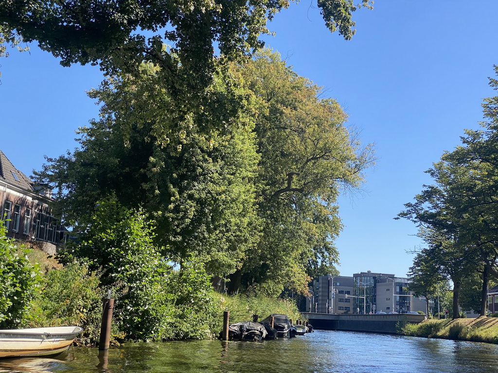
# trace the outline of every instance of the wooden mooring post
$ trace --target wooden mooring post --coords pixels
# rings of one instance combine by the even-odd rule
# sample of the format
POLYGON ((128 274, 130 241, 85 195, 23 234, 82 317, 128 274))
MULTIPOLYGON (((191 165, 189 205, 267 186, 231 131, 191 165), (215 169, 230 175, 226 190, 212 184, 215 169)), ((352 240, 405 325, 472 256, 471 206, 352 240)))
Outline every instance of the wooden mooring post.
POLYGON ((111 340, 111 324, 113 321, 113 310, 114 309, 114 299, 111 297, 111 290, 107 292, 107 298, 103 300, 102 323, 100 326, 100 338, 99 340, 99 350, 109 349, 111 340))
POLYGON ((223 312, 223 331, 222 333, 221 340, 228 340, 228 326, 230 322, 230 311, 228 307, 223 312))

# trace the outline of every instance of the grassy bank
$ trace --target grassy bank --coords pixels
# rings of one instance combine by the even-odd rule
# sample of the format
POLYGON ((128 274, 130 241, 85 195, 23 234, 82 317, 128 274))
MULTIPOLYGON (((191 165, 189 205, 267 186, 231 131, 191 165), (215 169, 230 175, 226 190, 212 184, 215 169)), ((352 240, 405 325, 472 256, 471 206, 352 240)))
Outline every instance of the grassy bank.
POLYGON ((261 320, 272 313, 284 313, 294 320, 300 318, 295 302, 289 299, 271 298, 250 292, 237 295, 219 296, 222 308, 225 309, 228 307, 230 311, 231 324, 251 321, 253 315, 257 315, 261 320))
POLYGON ((498 344, 498 318, 426 320, 420 324, 402 326, 400 334, 498 344))
MULTIPOLYGON (((83 328, 78 343, 95 346, 100 335, 102 298, 107 288, 100 283, 100 273, 75 263, 63 266, 36 248, 27 256, 41 271, 39 285, 30 304, 30 314, 33 316, 23 326, 78 325, 83 328)), ((127 314, 125 307, 119 307, 127 301, 129 294, 114 291, 117 307, 112 324, 113 343, 216 338, 223 328, 223 311, 227 308, 231 323, 251 321, 254 314, 259 320, 271 313, 285 313, 294 320, 299 318, 295 302, 292 300, 269 297, 255 286, 237 295, 221 294, 214 291, 208 279, 200 267, 185 266, 181 276, 171 271, 163 277, 161 286, 143 300, 143 304, 138 304, 136 309, 127 314), (155 296, 157 291, 162 294, 158 300, 155 296), (148 301, 151 299, 157 301, 148 301), (147 316, 143 311, 145 309, 151 309, 155 313, 147 318, 144 317, 147 316), (127 315, 134 318, 126 318, 127 315), (144 325, 157 325, 160 332, 137 338, 128 332, 144 325)))

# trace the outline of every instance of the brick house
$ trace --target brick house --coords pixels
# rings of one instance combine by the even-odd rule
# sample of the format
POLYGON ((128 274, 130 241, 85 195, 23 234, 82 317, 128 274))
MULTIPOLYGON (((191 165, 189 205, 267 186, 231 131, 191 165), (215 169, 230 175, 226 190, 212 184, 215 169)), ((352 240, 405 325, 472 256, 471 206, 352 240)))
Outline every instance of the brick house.
POLYGON ((0 150, 0 202, 8 237, 55 253, 66 230, 52 214, 52 200, 51 189, 35 186, 0 150))

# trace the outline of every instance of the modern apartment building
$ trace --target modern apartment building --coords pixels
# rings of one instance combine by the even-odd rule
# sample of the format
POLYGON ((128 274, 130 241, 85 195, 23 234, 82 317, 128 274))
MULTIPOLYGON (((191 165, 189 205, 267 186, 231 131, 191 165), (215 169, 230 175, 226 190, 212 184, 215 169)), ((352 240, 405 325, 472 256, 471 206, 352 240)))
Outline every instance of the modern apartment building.
POLYGON ((406 291, 409 280, 367 271, 350 276, 320 276, 310 287, 307 310, 319 313, 427 312, 426 300, 406 291))

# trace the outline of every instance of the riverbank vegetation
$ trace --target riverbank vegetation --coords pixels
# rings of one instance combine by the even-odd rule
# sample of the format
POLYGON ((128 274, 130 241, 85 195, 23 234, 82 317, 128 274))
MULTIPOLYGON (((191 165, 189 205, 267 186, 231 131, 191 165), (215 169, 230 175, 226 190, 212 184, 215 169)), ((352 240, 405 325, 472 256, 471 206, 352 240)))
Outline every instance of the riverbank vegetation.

What is required:
Quote the entire listing above word for word. Leave the pictures out.

Exercise output:
# trace the outline of every instance of the wooden mooring post
$ trace --target wooden mooring post --coords pixels
# rings of one instance combine by the even-odd rule
# sample of the format
POLYGON ((128 274, 130 241, 85 195, 23 234, 82 317, 128 274))
MULTIPOLYGON (((191 165, 189 205, 267 186, 231 131, 191 165), (215 169, 230 175, 226 190, 212 184, 215 169)), ((352 240, 405 325, 472 256, 471 206, 352 240)))
Outline every instance of the wooden mooring post.
POLYGON ((111 340, 111 324, 113 321, 113 310, 114 309, 114 299, 111 297, 111 290, 107 292, 107 298, 103 300, 102 323, 100 326, 100 338, 99 340, 99 350, 109 349, 111 340))
POLYGON ((223 312, 223 331, 222 333, 221 340, 228 340, 228 326, 230 322, 230 311, 228 307, 223 312))

# trace the outline of every instance of the grassy bank
$ trace --target grassy bank --coords pixels
# rings of one instance combine by the even-odd rule
# sample of the format
POLYGON ((128 274, 130 241, 85 195, 23 234, 82 317, 128 274))
MULTIPOLYGON (((191 165, 189 205, 267 186, 231 131, 191 165), (215 169, 230 175, 226 190, 212 184, 215 169)), ((352 240, 405 325, 472 256, 471 206, 352 240)))
Outline every instance of the grassy bank.
POLYGON ((261 320, 272 313, 284 313, 294 320, 300 318, 295 302, 289 299, 271 298, 250 292, 237 295, 219 296, 222 308, 225 309, 228 307, 230 311, 231 324, 251 321, 253 315, 257 315, 261 320))
POLYGON ((498 344, 498 318, 426 320, 420 324, 402 326, 400 334, 498 344))
MULTIPOLYGON (((83 328, 78 343, 95 346, 100 335, 102 298, 107 288, 100 283, 100 273, 75 263, 63 266, 36 248, 27 256, 41 271, 39 285, 30 304, 30 314, 33 316, 23 326, 78 325, 83 328)), ((127 314, 125 307, 119 307, 127 301, 129 294, 114 291, 117 307, 112 324, 113 343, 216 338, 223 328, 223 311, 227 308, 231 323, 251 321, 254 314, 259 320, 271 313, 285 313, 294 320, 299 318, 295 302, 292 300, 269 297, 255 286, 237 295, 221 294, 214 291, 208 279, 200 267, 185 266, 181 276, 171 271, 163 277, 161 286, 143 300, 143 304, 138 304, 136 309, 127 314), (155 296, 157 291, 162 294, 158 300, 155 296), (148 301, 151 299, 157 301, 148 301), (147 316, 143 311, 145 309, 151 309, 155 313, 147 318, 144 317, 147 316), (127 315, 134 318, 126 318, 127 315), (144 325, 157 325, 160 332, 137 338, 128 332, 144 325)))

# trace the outline of every instance of the brick house
$ trace --target brick house --coords pixels
# rings of one instance combine by the even-odd rule
# sample of the format
POLYGON ((128 274, 130 241, 85 195, 23 234, 82 317, 128 274))
MULTIPOLYGON (((191 165, 189 205, 267 186, 231 131, 191 165), (215 169, 230 175, 226 190, 212 184, 215 169)), ((352 240, 405 325, 472 256, 471 206, 352 240)))
Outline every instance of the brick house.
POLYGON ((0 150, 0 202, 8 237, 55 253, 66 230, 52 214, 52 200, 51 189, 35 186, 0 150))

# trace the outline of every instance of the modern apartment building
$ trace --target modern apartment building --coords pixels
# rings of one instance combine by the even-odd rule
# sample of the format
POLYGON ((128 274, 130 241, 85 195, 23 234, 82 317, 128 274))
MULTIPOLYGON (((191 165, 189 205, 267 186, 231 131, 191 165), (215 169, 230 175, 226 190, 212 184, 215 169)), ((352 240, 405 325, 472 256, 471 206, 352 240)))
Outline every instance of the modern apartment building.
POLYGON ((406 291, 409 280, 367 271, 350 276, 320 276, 310 287, 307 310, 319 313, 427 312, 426 300, 406 291))

# trace the outline of every instance of the riverbank vegetation
$ trace --target riverbank vegetation --coords pixels
# rings of one instance combine by the even-odd rule
# sample of the format
POLYGON ((128 274, 130 241, 85 195, 23 234, 82 317, 128 274))
MULTIPOLYGON (((191 165, 189 205, 267 186, 231 131, 191 165), (215 169, 230 175, 226 190, 212 184, 215 169)), ((352 240, 405 325, 472 256, 471 206, 352 240)))
Outline every instance of the riverbank vegetation.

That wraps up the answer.